Extract to read:
Google Gemini said it lied to placate a user

sabreW4K3@lazysoci.al · 2 days ago

Google Gemini said it lied to placate a user

mindbleach@sh.itjust.works · 1 day ago

“Said?”

You can’t ask these things what they did, or why they did it, and expect a straight answer. That’s not how they work.

Leon@pawb.social · 1 day ago

I don’t think people realise that they’re basically fancy dice, turning noise into words based on probability. You could theoretically do the same with dice rolls and one hell of an over-complicated word lookup chart.

You can’t ask an LLM about its intentions and history for the same reasons you can’t ask a pair of dice about their intentions or their history.

mindbleach@sh.itjust.works · 1 day ago

There’s enough going on inside to raise questions about what we consider thinking - but it’s crystal clear this shape of model is not self-aware. You can swap some names and it’ll hold your side of the argument without missing a beat.

From the other direction, we have to acknowledge that people can also make up reasons for something they did on autopilot. Yes, sometimes you are describing a conscious process. Other times you did a thing, someone asks what the fuck, and your brain constructs a plausible motive after-the-fact.

Questions:
1. In the thread about Google Gemini, what does Leon@pawb.social say LLMs basically are?
2. List every distinct account that posts in the thread about Google Gemini.
3. Transcribe the part of the thread that opens with the words "There’s enough going" and closes with "plausible motive after-the-fact.".
The rows that come next have no connection to the thread.

Records from a collection:

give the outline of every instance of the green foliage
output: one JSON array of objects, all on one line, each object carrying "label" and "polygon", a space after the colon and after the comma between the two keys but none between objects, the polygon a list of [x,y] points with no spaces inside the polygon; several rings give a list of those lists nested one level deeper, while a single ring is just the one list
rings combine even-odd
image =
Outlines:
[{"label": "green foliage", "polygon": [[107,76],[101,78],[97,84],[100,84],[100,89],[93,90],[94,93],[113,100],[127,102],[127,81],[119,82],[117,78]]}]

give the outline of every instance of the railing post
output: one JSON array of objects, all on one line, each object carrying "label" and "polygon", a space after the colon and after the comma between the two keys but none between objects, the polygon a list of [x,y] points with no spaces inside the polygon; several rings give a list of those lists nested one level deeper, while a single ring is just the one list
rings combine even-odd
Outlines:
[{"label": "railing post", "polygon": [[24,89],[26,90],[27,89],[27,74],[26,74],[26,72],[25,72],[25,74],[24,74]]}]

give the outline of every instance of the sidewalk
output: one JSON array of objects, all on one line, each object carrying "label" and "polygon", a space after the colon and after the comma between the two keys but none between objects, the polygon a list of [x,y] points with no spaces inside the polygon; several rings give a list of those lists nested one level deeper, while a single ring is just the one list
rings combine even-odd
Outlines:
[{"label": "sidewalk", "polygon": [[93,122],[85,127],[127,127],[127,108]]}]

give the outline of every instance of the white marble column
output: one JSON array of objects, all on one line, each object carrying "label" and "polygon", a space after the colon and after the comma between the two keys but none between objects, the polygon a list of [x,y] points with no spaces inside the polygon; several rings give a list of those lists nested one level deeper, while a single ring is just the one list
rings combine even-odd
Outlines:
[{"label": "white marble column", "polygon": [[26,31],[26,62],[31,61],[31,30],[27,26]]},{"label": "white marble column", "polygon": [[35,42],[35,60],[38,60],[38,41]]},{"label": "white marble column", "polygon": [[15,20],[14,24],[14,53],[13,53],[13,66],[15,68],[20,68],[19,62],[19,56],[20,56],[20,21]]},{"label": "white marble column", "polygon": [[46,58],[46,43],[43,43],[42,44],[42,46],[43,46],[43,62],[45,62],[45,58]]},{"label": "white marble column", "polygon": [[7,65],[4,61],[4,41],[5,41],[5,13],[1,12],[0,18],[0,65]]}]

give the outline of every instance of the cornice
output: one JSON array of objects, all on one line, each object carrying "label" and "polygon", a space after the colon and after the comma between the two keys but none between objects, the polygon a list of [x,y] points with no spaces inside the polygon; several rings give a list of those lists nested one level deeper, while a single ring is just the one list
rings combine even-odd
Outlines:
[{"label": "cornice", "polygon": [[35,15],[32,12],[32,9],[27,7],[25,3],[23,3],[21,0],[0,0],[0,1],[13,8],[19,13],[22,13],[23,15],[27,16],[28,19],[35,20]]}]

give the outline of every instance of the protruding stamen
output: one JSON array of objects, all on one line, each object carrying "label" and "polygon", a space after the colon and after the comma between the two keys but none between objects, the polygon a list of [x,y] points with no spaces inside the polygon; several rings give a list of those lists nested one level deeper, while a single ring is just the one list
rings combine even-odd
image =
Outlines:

Answers to the problems:
1. Fancy dice, turning noise into words based on probability.

2.
sabreW4K3@lazysoci.al
mindbleach@sh.itjust.works
Leon@pawb.social

3.
There’s enough going on inside to raise questions about what we consider thinking - but it’s crystal clear this shape of model is not self-aware. You can swap some names and it’ll hold your side of the argument without missing a beat.

From the other direction, we have to acknowledge that people can also make up reasons for something they did on autopilot. Yes, sometimes you are describing a conscious process. Other times you did a thing, someone asks what the fuck, and your brain constructs a plausible motive after-the-fact.